**DOCUMENT SEGMENT**
((
KANSAS CITY, Mo. (WDAF) — “The Fantastic Four” — that’s what one Missouri is calling its nurses who jumped into action when a man had no pulse, lying in a cave while having a medical emergency in another country. 

The four heroes said it was a team effort to save the man’s life. 

Call it the right place at the right time. Four nurses who normally take care of patients at Children’s Mercy Hospital in Kansas City were on hand to save a man’s life while on vacation in Austria.

“Nurse mode kicked in, and we ran,” nurse Meg Green said. 

Green said they were in a remote ice cave on top of a mountain when a man collapsed. 

“With my hand still on his neck, feeling for a pulse, I was screaming up at the girls that he didn’t have a pulse, and they were down there in seconds,” nurse Fallon Olf said. 

Olf said strangers shined their phones and lanterns where they needed light and they got to work.

“We immediately were like, ‘OK, one person’s got compressions, someone get his head, make sure his airway is not obstructed,” Rachel Offert said. “At the same time, everyone was crowding us, so we were trying to get people back — but there was also a language barrier.”

The four nurses took turns doing CPR, while a tour guide ran to get an AED.

“Being in those circumstances, in an ice cave at the very top of a mountain,” Green said, “the fact that they even had one was pretty incredible.”

The team’s quick actions saved the man’s life.
))
**EXPLORE THE MATERIAL**
1. In the news story about the nurses in the Austrian ice cave, what did the tour guide run to get?
2. Carry on with the news story about the four nurses who saved a man in an Austrian ice cave, picking up after its final sentence.

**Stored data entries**
((
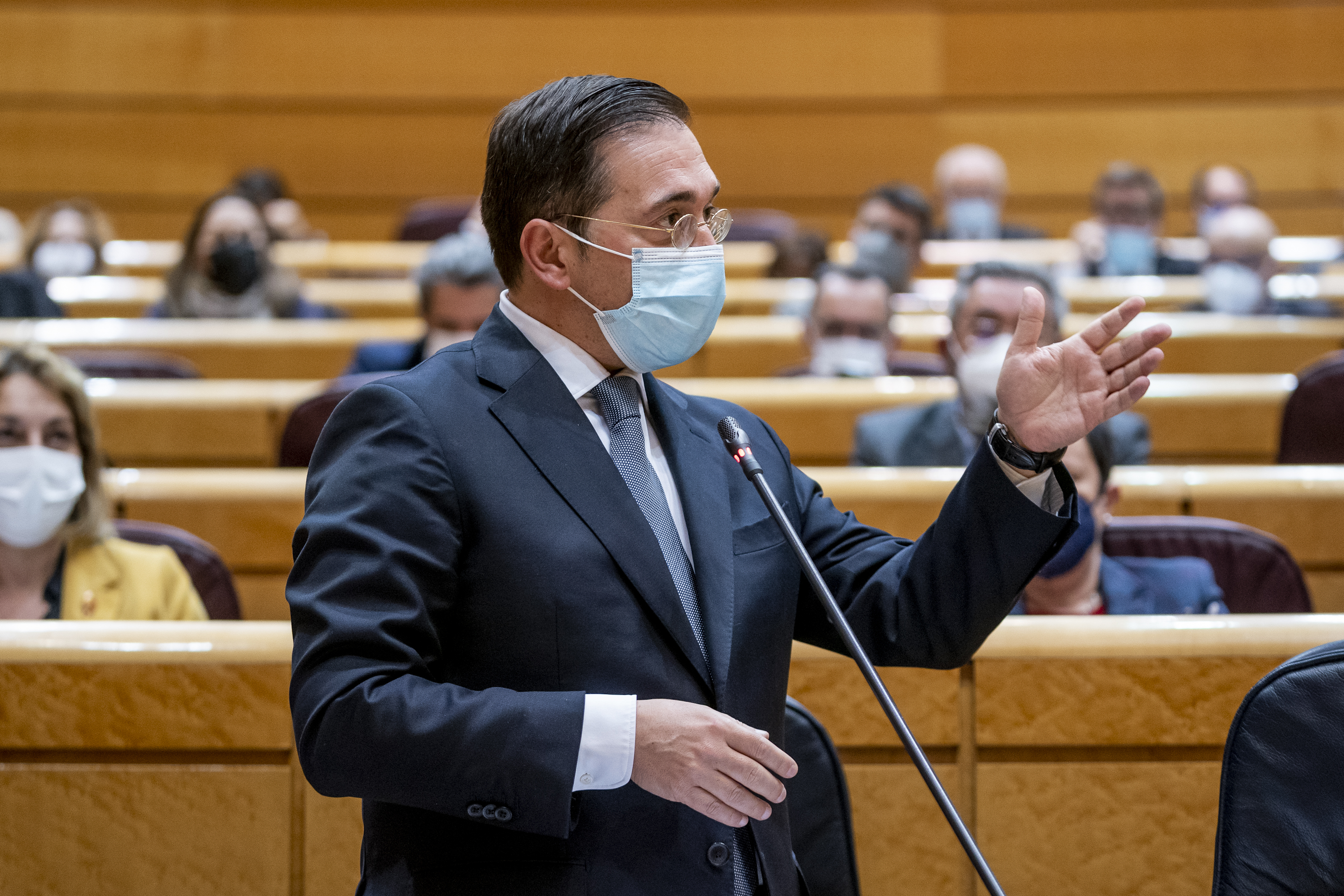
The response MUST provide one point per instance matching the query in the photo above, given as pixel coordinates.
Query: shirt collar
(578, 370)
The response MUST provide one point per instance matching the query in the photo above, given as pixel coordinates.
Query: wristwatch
))
**RESPONSES PER TASK**
1. An AED.

2.
Angelique Short called it second nature, jumping into action when someone is in need.

She said they were scheduled for an earlier tour but missed it, and circumstances led them to the tour with the man who needed them most. 

“We were so proud of ourselves and we really just felt in the depths of our hearts that it was just meant to be that we were there at that exact time in that group,” Short said.

The nurses got him out of the cave to a helicopter where he was take to a local hospital.

“Had we not been there, it’s very likely that he might not be alive,” Olf said. 

The women kept in touch with the man’s daughter. She said he had a heart attack, but after surgery he’s recovering well. 

“He can be someone’s father and grandfather for longer,” Fallon said. “And was that still a traumatic situation? Absolutely — for us, for them, yes. But the takeaway was that we got to be there to help them and that there was a positive outcome.”